● **Task requirements**: In the material below, find the line containing "of the bare" and the line containing "of the building", then reproduce exactly both of them and every line between, and nothing else.

● **Extracted entries**:
::::
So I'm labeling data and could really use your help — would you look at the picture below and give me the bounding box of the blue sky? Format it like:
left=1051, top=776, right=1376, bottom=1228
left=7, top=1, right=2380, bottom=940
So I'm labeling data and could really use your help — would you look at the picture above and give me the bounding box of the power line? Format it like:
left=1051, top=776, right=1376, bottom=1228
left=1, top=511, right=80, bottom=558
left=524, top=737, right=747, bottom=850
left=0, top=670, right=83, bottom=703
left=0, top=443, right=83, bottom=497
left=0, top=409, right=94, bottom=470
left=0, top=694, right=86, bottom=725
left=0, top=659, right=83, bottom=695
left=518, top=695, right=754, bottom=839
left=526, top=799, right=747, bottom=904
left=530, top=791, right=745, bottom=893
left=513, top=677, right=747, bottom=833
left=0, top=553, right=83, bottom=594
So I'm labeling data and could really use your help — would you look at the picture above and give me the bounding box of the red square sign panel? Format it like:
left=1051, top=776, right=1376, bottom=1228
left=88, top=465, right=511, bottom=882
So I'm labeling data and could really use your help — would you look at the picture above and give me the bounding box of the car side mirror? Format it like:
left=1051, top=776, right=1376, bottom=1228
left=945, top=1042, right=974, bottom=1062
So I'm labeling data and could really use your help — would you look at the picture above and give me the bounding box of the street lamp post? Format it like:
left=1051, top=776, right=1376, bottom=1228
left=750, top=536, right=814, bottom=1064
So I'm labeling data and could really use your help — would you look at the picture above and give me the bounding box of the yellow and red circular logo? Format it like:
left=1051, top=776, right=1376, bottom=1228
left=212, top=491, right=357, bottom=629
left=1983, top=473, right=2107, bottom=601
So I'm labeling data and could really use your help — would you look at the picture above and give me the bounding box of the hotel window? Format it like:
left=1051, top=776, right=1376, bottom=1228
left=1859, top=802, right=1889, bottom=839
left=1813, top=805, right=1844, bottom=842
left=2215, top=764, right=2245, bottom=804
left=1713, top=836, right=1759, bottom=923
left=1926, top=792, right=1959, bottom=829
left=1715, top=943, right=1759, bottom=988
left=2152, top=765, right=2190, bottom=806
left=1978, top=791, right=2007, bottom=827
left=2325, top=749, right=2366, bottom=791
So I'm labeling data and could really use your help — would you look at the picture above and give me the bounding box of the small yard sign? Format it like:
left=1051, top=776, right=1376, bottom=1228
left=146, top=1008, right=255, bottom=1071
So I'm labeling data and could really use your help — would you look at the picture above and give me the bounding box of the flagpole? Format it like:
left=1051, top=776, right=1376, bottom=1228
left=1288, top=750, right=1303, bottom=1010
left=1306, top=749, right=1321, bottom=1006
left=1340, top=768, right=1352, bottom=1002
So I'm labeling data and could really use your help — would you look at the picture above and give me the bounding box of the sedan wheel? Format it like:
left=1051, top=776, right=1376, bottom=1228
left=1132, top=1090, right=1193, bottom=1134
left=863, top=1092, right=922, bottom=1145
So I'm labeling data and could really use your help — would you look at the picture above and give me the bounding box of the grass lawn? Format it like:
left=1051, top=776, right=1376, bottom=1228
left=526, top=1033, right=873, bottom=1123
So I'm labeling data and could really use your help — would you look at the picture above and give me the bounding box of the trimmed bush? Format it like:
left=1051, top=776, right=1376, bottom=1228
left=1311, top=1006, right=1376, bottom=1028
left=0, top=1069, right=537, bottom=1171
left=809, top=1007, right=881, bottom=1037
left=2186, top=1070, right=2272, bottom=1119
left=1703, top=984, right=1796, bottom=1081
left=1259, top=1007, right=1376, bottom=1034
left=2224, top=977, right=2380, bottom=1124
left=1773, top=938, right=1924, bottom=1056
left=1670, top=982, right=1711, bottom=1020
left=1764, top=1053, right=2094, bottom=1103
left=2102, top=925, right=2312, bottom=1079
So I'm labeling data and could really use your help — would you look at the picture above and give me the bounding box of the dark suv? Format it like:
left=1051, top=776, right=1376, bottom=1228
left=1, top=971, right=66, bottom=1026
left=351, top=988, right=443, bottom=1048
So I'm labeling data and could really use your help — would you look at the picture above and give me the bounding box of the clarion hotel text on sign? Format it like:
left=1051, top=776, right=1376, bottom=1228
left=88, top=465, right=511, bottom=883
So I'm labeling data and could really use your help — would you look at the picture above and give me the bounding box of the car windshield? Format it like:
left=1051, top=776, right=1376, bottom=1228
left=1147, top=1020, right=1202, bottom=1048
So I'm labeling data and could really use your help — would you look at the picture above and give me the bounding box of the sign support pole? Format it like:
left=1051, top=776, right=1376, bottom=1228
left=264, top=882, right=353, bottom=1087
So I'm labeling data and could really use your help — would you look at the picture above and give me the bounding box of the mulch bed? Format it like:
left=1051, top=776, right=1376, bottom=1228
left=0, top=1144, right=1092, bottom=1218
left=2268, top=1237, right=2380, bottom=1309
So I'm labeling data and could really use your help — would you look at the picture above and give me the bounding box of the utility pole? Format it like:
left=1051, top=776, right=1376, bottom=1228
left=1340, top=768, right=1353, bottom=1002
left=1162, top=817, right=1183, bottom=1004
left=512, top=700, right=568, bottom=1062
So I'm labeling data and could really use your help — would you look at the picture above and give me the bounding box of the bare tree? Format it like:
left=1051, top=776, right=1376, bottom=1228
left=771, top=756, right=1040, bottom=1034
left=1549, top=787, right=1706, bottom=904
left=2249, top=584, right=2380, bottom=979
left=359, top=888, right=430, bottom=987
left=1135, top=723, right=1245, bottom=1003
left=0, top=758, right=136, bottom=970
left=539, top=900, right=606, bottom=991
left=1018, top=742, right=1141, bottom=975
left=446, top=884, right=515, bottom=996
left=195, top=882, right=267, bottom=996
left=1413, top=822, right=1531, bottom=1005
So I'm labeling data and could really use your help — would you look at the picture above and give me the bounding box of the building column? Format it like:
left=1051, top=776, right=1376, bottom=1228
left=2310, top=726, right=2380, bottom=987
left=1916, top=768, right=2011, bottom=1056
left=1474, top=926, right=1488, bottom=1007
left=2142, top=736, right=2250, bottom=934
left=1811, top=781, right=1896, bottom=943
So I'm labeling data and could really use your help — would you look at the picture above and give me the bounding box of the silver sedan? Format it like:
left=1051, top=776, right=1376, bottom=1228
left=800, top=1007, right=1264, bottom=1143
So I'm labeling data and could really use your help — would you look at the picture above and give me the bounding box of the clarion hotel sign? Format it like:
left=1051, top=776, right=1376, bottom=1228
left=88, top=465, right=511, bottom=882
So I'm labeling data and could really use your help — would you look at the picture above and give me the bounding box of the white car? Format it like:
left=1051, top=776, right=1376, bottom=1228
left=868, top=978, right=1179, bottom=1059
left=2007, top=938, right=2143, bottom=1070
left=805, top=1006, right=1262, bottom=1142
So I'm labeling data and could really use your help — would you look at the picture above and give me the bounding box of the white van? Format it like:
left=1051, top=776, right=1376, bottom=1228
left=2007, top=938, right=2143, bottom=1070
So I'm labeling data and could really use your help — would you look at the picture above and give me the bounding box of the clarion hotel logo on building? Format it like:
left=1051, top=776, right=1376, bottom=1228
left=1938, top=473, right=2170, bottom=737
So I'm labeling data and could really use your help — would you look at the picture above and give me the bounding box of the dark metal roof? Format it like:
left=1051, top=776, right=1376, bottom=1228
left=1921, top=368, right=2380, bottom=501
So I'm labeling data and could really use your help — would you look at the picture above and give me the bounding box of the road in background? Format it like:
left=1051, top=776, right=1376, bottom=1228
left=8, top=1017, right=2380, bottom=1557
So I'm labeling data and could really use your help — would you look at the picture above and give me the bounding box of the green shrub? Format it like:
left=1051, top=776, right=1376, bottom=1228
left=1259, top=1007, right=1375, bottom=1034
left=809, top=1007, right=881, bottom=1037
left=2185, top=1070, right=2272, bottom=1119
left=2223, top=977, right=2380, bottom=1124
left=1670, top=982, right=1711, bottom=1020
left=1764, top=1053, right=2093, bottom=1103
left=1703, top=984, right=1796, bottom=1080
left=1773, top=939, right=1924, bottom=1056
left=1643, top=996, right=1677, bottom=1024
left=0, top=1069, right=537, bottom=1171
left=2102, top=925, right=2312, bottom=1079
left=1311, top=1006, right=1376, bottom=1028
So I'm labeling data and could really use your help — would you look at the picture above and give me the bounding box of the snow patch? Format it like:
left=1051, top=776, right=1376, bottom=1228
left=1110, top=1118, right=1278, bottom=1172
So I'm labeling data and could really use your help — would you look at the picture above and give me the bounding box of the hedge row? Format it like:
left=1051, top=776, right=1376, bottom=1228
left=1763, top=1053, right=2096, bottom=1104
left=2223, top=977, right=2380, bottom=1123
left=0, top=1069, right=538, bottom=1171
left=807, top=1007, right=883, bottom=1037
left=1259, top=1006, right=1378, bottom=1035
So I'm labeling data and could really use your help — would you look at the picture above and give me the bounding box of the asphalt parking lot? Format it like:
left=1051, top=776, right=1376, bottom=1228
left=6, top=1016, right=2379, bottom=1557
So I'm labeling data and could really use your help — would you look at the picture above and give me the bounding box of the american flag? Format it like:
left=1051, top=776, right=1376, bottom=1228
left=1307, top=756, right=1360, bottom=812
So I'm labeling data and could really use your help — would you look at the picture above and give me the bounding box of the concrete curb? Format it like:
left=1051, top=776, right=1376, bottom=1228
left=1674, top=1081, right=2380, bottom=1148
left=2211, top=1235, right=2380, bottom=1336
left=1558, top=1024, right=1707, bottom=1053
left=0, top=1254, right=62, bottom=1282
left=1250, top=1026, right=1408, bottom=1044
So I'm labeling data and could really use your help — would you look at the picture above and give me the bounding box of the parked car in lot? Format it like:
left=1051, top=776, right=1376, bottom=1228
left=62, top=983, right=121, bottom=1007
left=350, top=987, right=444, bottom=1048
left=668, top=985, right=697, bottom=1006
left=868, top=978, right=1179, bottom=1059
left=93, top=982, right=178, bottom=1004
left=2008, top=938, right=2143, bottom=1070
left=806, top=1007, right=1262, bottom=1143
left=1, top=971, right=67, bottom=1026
::::
● **Written answer**:
So I'm labeling data and could really use your help — would you look at the picture above and give me the bounding box of the bare tree? Format it like:
left=1051, top=776, right=1376, bottom=1228
left=771, top=756, right=1040, bottom=1034
left=1549, top=787, right=1706, bottom=904
left=2249, top=584, right=2380, bottom=979
left=359, top=888, right=430, bottom=987
left=1135, top=723, right=1245, bottom=1003
left=0, top=758, right=136, bottom=970
left=539, top=900, right=606, bottom=991
left=1018, top=742, right=1141, bottom=975
left=446, top=884, right=515, bottom=996
left=195, top=882, right=267, bottom=996
left=1413, top=822, right=1531, bottom=1005
So I'm labeling data and could really use your help — would you look at the picture above and give me the bounding box of the building column? Format it like:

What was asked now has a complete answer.